# [Stated goal 1]
According to the forum thread, what two actions did Russia take without NATO forces near Kyiv?
# [Stated goal 2]
Extend the forum thread about Russian gamesmanship by writing what comes after its last comment.

# [Extract to read]
========================

Amazes me that the Russians always seem to have the capacity for this sort of, I can't think of a clean word, let's inadequately say gamesmanship. When I'd have thought they have enough on their plate in Ukraine.
zelphirkalt
Anything necessary to keep up the sharades and appearance. He likes to play in the league of the big. Let's see for how long, until more cracks start showing up.
yread
Apparently not. They did just drilled missile launches on Tokyo with the Chinese
ktallett
I don't read every news source internationally however I always wonder just how often UK, German, US linked vessels, drones, etc are found within close proximity of Russia/China/Iran and how often they get reported.
flohofwoe
If the same thing would happen to Russia you can be sure that Medvedev and Peskov would whine about it for months, including the occasional nuclear annihilation threat towards the 'collective West'.
null
Protostome
Authoritarian regimes don’t act aggressively because they’re provoked; they act aggressively because projecting power and testing limits is part of how they survive internally. History is full of cases where no meaningful provocation existed at all.
Nazi Germany didn’t need Allied ships near its coast to invade Poland. Saddam Hussein didn’t need US aircraft nearby to invade Kuwait. Argentina didn’t need British naval pressure to seize the Falklands. Russia didn’t need NATO forces near Kyiv to annex Crimea in 2014 or launch a full invasion in 2022.
Tyrannies tend to frame any foreign presence as “provocation” after the fact, because it’s politically useful at home. Liberal democracies publish their movements precisely because they operate under scrutiny; authoritarian states act first and justify later.
Proximity makes for a convenient narrative, not a causal explanation.

========================

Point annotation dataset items
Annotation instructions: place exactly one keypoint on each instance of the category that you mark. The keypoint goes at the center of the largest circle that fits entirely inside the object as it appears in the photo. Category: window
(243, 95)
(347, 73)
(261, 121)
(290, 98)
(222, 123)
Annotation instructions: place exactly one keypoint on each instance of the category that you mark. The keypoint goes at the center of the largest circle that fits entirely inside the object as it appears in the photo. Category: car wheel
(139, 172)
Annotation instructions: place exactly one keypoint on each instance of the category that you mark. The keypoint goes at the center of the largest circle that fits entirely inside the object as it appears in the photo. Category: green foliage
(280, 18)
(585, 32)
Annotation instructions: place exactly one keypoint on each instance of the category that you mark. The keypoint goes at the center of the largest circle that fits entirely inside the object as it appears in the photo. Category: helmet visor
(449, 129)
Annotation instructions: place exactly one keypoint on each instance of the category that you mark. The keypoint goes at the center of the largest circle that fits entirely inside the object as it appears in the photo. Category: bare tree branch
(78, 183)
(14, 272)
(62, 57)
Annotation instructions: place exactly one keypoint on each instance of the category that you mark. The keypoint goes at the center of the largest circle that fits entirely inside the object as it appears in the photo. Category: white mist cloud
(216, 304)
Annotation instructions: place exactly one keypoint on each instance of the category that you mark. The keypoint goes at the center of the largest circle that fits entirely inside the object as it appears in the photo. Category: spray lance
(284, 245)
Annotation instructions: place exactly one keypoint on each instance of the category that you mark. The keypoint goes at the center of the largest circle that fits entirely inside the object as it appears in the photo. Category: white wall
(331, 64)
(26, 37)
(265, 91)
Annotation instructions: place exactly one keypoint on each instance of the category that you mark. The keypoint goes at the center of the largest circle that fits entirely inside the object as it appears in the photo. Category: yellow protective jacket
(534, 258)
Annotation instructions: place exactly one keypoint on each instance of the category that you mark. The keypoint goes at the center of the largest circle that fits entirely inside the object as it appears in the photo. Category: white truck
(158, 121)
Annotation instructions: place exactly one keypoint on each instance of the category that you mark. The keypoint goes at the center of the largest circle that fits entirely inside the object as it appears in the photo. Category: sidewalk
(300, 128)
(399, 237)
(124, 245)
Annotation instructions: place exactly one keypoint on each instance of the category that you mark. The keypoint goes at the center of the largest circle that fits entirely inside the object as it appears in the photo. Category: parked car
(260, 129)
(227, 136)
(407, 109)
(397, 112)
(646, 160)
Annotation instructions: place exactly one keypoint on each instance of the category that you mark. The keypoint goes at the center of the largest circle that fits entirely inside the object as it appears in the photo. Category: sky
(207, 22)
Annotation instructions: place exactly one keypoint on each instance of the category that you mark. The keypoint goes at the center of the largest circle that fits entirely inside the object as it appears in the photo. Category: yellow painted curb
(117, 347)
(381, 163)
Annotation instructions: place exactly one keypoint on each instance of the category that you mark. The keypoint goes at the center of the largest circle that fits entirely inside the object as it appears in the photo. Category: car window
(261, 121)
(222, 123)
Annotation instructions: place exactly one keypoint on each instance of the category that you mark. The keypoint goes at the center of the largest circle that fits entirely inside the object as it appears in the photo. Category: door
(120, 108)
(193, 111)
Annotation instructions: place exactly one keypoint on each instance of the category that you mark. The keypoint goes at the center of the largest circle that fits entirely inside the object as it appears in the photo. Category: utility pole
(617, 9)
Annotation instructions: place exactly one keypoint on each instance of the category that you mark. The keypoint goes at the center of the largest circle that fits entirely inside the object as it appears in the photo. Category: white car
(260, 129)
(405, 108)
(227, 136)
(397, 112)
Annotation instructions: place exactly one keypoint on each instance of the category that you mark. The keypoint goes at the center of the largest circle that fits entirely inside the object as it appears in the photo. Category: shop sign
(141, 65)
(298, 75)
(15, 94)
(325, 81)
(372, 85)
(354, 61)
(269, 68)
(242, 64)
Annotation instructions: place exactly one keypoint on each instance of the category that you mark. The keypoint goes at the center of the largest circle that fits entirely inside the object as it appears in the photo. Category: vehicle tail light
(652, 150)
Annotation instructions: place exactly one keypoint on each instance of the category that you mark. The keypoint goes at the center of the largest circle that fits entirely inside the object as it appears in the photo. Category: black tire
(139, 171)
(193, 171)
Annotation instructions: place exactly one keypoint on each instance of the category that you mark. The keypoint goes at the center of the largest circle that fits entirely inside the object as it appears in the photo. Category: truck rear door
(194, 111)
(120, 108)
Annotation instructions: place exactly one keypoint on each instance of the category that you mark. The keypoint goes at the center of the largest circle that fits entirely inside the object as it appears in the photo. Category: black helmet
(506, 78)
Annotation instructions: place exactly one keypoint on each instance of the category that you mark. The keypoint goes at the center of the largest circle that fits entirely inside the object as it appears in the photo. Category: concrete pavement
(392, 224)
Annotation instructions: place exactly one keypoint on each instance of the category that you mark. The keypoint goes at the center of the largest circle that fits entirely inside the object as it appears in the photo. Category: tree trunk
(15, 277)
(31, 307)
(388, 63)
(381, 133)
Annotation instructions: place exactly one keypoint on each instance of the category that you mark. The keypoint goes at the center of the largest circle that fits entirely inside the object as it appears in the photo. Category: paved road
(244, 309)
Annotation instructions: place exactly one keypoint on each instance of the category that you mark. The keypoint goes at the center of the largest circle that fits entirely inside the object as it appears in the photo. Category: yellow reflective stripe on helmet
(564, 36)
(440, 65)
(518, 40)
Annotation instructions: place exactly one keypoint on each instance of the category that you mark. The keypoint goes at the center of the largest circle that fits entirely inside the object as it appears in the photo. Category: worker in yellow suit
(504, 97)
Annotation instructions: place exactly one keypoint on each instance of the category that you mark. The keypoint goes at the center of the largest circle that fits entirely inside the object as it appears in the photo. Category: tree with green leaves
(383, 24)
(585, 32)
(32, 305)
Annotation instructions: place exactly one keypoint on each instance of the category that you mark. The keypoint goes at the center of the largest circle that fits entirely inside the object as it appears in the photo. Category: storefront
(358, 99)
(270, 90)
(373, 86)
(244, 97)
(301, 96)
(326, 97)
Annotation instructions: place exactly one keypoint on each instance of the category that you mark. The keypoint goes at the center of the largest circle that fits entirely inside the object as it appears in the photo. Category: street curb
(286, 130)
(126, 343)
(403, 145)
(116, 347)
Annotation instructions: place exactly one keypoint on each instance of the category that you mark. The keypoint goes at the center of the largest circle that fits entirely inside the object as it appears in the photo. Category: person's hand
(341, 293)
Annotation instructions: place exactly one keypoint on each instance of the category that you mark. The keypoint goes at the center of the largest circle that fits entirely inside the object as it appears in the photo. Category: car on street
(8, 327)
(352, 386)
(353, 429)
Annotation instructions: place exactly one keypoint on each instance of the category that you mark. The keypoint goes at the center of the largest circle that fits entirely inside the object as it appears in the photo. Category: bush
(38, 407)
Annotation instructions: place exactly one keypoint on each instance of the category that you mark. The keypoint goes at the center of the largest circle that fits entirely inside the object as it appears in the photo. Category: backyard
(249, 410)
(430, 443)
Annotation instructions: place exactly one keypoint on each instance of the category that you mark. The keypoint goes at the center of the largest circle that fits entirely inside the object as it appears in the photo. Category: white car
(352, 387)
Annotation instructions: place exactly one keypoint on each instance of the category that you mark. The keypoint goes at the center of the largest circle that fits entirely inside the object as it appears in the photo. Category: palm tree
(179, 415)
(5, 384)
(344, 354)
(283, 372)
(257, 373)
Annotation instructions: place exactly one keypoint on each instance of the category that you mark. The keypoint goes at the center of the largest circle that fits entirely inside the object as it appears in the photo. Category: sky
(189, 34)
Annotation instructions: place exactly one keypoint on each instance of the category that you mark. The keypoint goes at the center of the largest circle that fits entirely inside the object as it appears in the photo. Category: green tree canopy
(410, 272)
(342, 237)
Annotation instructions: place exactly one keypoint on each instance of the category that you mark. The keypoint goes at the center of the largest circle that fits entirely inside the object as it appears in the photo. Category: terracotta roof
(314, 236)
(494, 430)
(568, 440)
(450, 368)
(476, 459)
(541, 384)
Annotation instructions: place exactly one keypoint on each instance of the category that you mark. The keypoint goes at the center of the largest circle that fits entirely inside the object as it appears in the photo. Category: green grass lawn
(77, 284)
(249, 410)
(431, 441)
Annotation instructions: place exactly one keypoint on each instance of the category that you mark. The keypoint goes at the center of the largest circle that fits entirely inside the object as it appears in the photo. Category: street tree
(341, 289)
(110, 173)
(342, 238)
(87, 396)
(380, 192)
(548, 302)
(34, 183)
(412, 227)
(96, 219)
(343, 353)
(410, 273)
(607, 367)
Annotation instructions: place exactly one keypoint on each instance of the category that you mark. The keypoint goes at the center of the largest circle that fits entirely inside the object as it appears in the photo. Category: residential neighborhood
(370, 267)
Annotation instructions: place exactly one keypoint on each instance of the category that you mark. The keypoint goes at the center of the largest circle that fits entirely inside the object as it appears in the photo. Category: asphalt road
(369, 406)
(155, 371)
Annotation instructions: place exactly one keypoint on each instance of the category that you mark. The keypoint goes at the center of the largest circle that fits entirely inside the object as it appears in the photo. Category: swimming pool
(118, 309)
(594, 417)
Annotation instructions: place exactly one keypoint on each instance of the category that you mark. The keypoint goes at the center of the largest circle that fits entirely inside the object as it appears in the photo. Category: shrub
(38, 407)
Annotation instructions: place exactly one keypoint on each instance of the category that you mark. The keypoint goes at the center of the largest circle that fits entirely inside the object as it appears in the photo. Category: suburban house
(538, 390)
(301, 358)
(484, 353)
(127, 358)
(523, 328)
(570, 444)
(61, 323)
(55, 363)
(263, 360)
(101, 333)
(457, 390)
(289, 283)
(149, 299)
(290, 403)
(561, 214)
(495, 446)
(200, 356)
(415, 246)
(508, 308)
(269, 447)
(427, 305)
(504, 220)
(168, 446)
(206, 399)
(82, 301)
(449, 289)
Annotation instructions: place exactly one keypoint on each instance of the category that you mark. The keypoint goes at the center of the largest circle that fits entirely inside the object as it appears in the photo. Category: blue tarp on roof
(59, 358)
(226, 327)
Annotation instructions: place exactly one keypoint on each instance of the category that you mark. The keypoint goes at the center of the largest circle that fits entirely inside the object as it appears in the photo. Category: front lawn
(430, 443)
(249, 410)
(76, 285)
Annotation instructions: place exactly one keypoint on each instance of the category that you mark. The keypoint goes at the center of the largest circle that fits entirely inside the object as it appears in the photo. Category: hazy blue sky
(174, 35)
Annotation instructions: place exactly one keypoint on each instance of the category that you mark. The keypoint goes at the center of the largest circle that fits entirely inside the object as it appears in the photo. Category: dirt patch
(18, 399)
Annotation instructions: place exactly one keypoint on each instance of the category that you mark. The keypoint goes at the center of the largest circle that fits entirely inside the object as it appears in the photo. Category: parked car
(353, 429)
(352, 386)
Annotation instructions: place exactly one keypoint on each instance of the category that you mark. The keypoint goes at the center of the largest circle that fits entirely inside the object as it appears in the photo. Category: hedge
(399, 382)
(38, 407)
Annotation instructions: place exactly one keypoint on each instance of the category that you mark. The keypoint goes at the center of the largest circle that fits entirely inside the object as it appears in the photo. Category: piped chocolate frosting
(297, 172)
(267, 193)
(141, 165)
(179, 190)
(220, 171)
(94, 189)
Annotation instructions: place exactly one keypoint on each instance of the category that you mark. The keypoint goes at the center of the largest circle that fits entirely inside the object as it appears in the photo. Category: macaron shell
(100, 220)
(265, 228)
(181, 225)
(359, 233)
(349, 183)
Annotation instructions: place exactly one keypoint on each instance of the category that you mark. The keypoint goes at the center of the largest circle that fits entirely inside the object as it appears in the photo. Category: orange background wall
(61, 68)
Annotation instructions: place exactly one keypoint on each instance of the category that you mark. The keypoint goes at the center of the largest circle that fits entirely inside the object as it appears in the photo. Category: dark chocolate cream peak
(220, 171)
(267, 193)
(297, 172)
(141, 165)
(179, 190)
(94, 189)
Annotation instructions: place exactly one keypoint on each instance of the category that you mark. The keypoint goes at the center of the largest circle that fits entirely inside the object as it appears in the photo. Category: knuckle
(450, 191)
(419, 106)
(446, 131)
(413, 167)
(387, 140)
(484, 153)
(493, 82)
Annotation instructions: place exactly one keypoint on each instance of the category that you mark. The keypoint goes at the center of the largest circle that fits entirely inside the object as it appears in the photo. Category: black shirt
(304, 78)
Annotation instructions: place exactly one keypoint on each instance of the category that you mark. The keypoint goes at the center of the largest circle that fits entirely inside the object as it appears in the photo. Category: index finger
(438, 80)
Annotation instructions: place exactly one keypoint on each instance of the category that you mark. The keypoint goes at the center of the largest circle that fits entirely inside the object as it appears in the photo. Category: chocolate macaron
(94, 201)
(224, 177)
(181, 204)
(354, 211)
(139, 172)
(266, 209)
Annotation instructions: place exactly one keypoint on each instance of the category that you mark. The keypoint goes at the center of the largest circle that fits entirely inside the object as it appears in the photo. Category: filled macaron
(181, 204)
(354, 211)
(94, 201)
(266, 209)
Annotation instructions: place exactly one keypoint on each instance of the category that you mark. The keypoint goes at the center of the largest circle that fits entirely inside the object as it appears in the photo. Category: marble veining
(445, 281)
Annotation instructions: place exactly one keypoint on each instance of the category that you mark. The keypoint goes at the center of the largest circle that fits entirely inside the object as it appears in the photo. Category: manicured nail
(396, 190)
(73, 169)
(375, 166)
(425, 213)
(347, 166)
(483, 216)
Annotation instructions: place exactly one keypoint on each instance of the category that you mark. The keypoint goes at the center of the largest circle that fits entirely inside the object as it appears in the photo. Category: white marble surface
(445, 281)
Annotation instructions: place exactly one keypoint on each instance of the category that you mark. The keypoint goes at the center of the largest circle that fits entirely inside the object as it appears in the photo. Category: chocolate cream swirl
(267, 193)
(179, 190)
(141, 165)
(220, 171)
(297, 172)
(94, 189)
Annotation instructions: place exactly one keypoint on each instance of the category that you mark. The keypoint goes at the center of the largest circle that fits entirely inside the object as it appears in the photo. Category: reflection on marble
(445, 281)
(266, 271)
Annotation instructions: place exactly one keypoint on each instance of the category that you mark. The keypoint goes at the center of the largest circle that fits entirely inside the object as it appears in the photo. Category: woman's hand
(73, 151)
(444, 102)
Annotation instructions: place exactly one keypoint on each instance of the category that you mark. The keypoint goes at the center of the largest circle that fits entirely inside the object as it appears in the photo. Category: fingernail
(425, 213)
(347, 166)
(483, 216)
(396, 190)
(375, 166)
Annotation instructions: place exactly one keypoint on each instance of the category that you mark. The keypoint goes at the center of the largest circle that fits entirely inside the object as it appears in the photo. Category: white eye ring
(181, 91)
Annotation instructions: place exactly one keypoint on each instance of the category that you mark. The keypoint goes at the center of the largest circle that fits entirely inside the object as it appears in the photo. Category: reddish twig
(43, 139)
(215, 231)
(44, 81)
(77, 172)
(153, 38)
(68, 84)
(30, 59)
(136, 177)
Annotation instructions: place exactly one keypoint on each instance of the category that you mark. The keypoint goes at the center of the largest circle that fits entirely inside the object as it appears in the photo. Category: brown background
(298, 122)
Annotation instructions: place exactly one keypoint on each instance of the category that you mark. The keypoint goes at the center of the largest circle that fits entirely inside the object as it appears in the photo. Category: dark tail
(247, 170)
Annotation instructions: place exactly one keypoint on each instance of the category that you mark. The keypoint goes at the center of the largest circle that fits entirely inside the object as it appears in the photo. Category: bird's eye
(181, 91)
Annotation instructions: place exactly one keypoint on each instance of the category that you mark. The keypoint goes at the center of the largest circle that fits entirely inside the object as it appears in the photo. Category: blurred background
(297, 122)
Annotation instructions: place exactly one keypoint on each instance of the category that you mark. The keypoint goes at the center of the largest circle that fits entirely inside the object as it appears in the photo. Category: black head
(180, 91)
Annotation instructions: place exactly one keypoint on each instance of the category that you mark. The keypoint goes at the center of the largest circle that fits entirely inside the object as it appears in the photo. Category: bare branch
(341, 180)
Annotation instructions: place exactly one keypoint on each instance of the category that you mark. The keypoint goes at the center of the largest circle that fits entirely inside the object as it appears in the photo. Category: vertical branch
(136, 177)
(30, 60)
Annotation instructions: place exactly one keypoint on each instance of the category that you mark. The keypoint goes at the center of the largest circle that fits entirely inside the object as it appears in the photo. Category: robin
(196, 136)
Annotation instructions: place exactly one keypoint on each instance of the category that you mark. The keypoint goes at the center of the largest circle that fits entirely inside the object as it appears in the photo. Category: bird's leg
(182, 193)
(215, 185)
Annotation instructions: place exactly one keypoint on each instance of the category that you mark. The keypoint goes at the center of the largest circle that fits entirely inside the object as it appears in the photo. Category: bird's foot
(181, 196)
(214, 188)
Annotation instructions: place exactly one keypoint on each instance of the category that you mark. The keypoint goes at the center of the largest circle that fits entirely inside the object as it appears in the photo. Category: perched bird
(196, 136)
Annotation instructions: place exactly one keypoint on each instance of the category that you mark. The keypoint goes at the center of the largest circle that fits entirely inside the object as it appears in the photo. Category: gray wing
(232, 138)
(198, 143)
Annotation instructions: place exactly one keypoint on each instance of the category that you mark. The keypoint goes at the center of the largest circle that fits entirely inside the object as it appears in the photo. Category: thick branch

========================

# [Task answer 1]
It annexed Crimea in 2014 and launched a full invasion in 2022.

# [Task answer 2]
ktallett
When I think of liberal democracies, I am thinking of places like Estonia, I am not including the current US, UK, and Germany in liberal democracies, Considering the current state in every single one and the recent cases for spying on their own citizens illegally I sincerely doubt they are publishing openly.
flanked-evergl
There is a massive anti-western infiltration operation being driven by Russia and it's allies, like Iran, Qatar and China. The biggest tragedy of the Russia-Russia hoax of Trumps first term is that people have become numb to something which was not really happening, but now is happening at an unprecedented scale.
I can only really speak for the media in Norway, but they spend almost no time covering this anymore and instead just print partisan American political things as if we are the 51st state and also a deep blue state. The media in Western Europe needs to stop acting like this, and start focusing on Europe and our challenges.
Just another example of the total insanity of Western Europe is that there is some expectation that USA will defend Europe when the majority of people in almost every single western European country has no interest in defending themselves. People expect US to send troops when there is no political support in any western European country to send troops. I love Europe, it's my home, but that is also why I don't think it's helpful to ignore the truth. Europe is the sick and dying man of the world. We need to turn this around.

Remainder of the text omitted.